**GIVEN PROBLEM:** Print, unchanged, the lines of the rows below starting with the line that contains "Kindly outline every instance of the woman's" and running through the last line of the rows, inclusive.

— start of GIVEN INFORMATION —

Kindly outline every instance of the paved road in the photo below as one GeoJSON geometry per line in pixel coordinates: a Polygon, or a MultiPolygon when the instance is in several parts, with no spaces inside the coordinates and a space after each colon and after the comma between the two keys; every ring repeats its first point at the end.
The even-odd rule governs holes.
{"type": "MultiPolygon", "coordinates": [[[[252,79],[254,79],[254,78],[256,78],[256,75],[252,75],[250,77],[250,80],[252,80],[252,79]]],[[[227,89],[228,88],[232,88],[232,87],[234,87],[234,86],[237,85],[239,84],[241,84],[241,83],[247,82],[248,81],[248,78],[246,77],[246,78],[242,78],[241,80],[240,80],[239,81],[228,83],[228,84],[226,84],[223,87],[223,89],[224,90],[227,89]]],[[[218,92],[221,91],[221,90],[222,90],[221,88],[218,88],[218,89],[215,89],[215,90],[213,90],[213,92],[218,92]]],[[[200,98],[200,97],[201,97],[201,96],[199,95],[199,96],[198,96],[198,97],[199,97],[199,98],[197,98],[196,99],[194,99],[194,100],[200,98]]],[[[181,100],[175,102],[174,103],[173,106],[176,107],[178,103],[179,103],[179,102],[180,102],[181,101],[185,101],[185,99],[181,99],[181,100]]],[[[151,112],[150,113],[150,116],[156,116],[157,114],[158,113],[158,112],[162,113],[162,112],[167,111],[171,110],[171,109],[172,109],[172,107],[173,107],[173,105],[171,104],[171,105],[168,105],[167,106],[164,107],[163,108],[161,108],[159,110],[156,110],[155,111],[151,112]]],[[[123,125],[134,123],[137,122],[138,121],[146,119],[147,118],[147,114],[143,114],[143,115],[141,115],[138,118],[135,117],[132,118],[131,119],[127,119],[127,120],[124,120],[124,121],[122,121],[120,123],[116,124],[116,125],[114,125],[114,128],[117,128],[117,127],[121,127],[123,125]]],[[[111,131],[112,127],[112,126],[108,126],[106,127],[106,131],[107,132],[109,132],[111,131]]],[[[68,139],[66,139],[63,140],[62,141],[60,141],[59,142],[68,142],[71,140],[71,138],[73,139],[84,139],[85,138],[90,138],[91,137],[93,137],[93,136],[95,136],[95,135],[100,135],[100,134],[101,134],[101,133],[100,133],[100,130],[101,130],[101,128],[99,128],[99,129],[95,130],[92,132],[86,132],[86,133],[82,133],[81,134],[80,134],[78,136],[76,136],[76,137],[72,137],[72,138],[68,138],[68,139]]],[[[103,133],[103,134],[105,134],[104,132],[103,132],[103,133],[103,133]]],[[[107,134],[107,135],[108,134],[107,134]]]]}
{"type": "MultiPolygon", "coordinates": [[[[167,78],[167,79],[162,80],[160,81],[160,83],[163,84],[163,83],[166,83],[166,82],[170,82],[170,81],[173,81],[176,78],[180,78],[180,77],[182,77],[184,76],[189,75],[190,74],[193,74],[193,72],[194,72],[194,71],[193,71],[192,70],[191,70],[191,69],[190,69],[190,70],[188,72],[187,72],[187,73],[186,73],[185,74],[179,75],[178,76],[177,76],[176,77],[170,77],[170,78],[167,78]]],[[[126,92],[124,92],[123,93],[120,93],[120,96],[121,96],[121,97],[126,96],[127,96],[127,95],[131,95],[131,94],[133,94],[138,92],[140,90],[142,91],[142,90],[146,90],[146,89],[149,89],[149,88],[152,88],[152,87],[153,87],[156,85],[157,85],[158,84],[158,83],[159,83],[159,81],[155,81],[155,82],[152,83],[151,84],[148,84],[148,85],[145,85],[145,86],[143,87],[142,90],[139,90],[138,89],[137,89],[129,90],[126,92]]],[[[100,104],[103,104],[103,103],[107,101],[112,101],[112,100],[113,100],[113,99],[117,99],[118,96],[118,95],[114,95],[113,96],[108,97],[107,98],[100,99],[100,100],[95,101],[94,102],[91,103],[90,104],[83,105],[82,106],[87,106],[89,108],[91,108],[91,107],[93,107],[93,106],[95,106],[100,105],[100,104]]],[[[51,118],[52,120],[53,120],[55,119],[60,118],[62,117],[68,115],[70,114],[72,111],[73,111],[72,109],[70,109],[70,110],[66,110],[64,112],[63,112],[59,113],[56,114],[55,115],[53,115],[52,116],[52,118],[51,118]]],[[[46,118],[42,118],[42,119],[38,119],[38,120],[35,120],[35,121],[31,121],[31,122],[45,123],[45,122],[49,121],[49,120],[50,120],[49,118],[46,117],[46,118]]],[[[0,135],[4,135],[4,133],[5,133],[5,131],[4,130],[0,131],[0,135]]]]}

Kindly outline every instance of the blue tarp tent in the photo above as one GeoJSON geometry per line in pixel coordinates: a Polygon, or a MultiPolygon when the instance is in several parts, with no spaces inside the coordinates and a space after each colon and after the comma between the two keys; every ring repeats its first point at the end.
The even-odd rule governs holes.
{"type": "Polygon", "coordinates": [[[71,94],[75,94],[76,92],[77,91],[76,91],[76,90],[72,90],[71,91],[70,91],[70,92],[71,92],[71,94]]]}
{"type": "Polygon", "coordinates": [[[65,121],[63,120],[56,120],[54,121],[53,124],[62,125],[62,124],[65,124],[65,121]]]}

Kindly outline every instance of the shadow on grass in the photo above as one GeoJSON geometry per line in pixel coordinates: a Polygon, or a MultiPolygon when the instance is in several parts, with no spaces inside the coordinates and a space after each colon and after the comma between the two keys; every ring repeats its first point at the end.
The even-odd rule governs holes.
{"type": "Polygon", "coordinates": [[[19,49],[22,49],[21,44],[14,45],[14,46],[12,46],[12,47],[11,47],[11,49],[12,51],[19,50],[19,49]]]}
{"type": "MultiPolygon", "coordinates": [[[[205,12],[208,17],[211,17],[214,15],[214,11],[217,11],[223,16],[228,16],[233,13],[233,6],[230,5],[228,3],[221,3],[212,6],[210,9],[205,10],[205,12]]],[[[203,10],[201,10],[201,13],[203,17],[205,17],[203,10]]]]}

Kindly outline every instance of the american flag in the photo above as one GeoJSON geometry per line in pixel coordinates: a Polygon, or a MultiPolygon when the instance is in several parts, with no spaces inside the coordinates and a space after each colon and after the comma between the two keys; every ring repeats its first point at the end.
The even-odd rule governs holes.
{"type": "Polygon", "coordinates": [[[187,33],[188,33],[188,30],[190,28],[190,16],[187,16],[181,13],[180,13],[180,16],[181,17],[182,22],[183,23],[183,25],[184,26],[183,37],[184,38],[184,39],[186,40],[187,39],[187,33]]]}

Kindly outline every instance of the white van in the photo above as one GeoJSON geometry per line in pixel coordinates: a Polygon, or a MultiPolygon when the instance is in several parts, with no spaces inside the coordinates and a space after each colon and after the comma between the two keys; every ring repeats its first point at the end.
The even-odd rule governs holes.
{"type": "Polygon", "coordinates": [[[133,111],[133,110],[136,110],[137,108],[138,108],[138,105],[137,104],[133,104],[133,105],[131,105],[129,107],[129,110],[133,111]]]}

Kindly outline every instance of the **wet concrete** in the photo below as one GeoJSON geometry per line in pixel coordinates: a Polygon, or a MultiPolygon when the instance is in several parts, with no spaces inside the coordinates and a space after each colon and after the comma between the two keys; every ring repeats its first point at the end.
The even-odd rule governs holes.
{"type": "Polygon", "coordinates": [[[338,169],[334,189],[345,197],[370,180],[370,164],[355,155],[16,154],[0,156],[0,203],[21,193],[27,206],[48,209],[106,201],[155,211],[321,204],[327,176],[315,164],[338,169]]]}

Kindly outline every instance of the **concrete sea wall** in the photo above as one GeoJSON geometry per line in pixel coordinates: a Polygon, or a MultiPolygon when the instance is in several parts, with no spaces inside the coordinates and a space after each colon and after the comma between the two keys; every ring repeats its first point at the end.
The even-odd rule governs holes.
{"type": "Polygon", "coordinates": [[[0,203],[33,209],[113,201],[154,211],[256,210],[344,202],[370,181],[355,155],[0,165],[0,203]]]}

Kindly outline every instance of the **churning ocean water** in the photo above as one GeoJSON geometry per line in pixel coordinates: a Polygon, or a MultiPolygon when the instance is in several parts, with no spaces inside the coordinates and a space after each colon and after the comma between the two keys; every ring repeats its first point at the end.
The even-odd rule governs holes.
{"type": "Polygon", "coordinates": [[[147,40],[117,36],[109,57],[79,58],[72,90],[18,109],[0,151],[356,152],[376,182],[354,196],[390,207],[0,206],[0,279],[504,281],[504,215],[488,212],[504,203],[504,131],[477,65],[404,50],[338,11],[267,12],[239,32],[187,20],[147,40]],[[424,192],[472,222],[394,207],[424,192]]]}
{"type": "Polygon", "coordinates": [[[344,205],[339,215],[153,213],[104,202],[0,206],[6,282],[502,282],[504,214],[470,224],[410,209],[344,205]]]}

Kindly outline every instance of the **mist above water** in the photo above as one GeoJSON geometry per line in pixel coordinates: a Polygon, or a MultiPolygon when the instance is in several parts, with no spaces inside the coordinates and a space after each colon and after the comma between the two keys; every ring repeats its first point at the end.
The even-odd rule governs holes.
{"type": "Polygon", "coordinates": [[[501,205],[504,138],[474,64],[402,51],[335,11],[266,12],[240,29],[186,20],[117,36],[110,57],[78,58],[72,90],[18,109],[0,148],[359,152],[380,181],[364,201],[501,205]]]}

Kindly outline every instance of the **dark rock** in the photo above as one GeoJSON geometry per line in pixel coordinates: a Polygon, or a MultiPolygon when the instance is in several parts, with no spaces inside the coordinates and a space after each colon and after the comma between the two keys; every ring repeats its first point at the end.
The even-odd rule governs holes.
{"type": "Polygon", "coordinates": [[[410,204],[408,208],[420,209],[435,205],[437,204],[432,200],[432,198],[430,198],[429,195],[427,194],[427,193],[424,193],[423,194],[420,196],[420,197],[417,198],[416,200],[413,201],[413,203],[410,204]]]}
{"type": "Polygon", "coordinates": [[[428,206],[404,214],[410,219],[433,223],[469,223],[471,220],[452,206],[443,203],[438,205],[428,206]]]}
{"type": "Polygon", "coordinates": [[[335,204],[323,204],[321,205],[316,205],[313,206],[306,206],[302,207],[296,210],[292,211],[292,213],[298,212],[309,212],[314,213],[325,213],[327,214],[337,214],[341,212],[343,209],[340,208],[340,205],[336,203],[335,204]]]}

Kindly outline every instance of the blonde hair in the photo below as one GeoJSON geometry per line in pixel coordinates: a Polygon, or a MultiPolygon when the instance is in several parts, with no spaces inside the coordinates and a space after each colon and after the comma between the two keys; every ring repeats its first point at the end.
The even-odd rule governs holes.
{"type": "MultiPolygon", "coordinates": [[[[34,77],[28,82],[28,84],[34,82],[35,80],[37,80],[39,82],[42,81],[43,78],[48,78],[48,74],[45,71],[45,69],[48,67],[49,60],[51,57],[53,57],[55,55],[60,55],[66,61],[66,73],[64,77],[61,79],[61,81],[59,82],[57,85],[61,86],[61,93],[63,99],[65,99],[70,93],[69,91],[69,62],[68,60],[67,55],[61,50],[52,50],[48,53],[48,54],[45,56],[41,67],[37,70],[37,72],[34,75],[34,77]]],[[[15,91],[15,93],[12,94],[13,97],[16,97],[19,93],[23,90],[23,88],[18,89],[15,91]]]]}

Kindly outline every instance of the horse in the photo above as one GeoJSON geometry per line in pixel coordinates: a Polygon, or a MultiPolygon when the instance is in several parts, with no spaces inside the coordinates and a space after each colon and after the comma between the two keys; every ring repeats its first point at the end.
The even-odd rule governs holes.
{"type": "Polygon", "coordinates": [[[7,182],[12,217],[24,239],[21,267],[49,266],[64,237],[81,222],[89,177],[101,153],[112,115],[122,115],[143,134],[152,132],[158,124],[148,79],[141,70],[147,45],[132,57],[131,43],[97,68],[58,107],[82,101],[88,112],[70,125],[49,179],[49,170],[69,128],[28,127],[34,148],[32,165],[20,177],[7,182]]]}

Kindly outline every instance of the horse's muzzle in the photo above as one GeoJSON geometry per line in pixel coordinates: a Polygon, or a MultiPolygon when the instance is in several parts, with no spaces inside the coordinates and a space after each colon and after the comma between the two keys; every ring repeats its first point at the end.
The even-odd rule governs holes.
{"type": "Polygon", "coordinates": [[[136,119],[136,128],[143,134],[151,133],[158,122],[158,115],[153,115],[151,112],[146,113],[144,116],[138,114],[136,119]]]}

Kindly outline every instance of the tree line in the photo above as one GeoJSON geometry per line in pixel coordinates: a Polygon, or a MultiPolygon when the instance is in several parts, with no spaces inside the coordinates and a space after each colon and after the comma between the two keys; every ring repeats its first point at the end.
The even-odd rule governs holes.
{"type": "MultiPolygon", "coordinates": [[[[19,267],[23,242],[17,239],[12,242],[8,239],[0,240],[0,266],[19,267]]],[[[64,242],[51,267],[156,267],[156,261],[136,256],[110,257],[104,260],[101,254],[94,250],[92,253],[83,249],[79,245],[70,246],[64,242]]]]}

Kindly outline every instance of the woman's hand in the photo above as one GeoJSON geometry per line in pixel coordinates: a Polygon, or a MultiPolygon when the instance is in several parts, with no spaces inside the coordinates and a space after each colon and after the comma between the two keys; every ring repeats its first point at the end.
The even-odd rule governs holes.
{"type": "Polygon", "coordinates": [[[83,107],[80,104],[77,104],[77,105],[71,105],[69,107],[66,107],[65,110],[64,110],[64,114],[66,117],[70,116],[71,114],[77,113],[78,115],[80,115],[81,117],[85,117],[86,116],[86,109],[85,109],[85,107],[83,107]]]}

— end of GIVEN INFORMATION —

**FINAL RESULT:**
Kindly outline every instance of the woman's hand in the photo above as one GeoJSON geometry per line in pixel coordinates: a Polygon, or a MultiPolygon when the instance is in several parts, with no spaces inside the coordinates and a space after each colon and after the comma between the two keys; every ring repeats its first point at the end.
The even-odd rule governs holes.
{"type": "Polygon", "coordinates": [[[83,107],[80,104],[77,104],[77,105],[71,105],[69,107],[66,107],[65,110],[64,110],[64,114],[66,117],[70,116],[71,114],[77,113],[78,115],[80,115],[81,117],[85,117],[86,116],[86,109],[85,109],[85,107],[83,107]]]}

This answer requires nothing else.